── Excerpt provided ──

Last Supper in Prague

A former neighbor, Frederic, recommended a rooftop restaurant in Prague. I discovered, quite by accident as I was wandering one evening, the hotel where the restaurant was located was quite close to my apartment. Knowing Frederic’s exquisite taste, I decided to have my last dinner there, because I knew it would not disappoint. Except, that it was closed because of the cold weather. Sigh. The concierge recommended I try a restaurant, Terasa, in their sister hotel not too far away.

I walked through the winding streets, sure I was lost, then came upon the hotel. I took the lift to the top floor, then climbed a narrow staircase to the small restaurant. The maitre d’ greeted me.

“Do you have any availability for dinner?”

“I’m sorry, ma’am, we are a small restaurant and completely booked for the evening.”

Disappointed, I sighed. “Oh. Okay. Can you recommend another restaurant?”

“Please try the rooftop restaurant at Aria, our sister hotel not too far from here.”

I started laughing. “They sent me here. They’re closed for the winter.”

He laughed too. “One moment, ma’am.” He left and came back a few moments later.

“The kitchen says if you would like to eat right now, we can serve you.”

It was only 4 pm, but I was starving. I had been sightseeing all day and had not stopped for lunch. “That would be lovely.”

He escorted me to a table for two to a window overlooking what seemed to be all the rooftops of Prague.

View from Terasa restaurant

He took my coat and pulled out the chair for me. After I sat down, he lit a candle on the table. Being the only person in the restaurant, I felt like a queen. As I perused the menu, I realized that no matter what I ordered, it would be delicious. After two plus weeks of eating heavy meat dishes, I was ecstatic to see several seafood dishes on the menu. After I ordered, he returned with an amuse-bouche of salmon terrine. I love the concept of amuse-bouche. I’ve never taken French, so I don’t know the direct translation, but in my mind it means, “A little kiss of food. Just for you.” It’s always a surprise when it arrives and I’ve never been disappointed by what the chef offers.

salmon terrine amuse-bouche

The first course was a goat cheese and sun-dried tomato mille feuille. When I saw it on the menu, I liked all the ingredients, but, have never taken French, was not sure how to pronounce it. “I’ll have the mmmmm….” I said, pointing at the menu. “Ah, the mille feuille. An excellent choice,” rolled off the waiter’s tongue.

───
── Extracted material ──

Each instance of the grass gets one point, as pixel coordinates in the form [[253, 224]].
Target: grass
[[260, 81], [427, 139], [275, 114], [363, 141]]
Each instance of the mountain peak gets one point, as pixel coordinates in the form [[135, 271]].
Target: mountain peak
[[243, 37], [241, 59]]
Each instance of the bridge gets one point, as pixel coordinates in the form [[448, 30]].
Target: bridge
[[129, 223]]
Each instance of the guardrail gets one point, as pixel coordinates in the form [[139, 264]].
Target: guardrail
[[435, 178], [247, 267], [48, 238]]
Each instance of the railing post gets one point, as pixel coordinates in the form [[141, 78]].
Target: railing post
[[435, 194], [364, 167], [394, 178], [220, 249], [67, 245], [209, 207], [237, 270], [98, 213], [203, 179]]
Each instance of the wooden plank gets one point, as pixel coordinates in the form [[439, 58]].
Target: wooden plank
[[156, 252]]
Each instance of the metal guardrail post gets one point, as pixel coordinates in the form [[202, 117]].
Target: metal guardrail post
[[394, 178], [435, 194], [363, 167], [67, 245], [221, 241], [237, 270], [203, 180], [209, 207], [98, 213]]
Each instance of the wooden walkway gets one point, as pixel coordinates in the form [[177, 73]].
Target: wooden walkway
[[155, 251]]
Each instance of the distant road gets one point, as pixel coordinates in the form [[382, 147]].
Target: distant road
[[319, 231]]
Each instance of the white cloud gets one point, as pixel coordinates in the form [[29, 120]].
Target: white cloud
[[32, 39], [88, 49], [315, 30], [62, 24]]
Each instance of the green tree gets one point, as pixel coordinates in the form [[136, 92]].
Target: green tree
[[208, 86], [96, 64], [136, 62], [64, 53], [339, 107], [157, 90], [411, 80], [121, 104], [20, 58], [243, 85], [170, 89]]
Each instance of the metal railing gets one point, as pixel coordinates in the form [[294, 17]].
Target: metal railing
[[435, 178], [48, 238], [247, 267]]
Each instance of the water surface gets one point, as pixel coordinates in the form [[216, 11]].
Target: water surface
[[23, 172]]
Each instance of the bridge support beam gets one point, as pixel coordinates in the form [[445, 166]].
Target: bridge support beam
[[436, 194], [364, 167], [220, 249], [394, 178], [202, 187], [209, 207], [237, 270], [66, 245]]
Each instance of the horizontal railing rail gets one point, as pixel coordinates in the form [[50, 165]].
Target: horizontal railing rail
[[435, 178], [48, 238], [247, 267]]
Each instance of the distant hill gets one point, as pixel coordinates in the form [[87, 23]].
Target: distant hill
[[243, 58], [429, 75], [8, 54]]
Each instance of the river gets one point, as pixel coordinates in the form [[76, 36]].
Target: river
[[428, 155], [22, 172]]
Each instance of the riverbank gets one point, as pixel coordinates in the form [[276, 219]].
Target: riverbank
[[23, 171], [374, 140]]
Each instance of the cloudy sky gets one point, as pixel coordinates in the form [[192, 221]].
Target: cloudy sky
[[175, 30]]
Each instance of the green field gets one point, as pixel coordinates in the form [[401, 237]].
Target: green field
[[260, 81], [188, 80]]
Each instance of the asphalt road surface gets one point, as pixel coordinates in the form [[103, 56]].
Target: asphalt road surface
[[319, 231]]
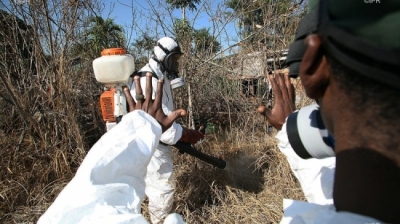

───

◆ Requirements:
[1] In the Prague dinner account, what amuse-bouche did the waiter bring after the order was placed?
[2] Repeat the passage of the Prague dinner account between "He took my coat" and "the chef offers.", inclusive.
The listing has no connection to the Prague dinner account.

◆ Solutions below:
[1] He brought a salmon terrine.

[2]
He took my coat and pulled out the chair for me. After I sat down, he lit a candle on the table. Being the only person in the restaurant, I felt like a queen. As I perused the menu, I realized that no matter what I ordered, it would be delicious. After two plus weeks of eating heavy meat dishes, I was ecstatic to see several seafood dishes on the menu. After I ordered, he returned with an amuse-bouche of salmon terrine. I love the concept of amuse-bouche. I’ve never taken French, so I don’t know the direct translation, but in my mind it means, “A little kiss of food. Just for you.” It’s always a surprise when it arrives and I’ve never been disappointed by what the chef offers.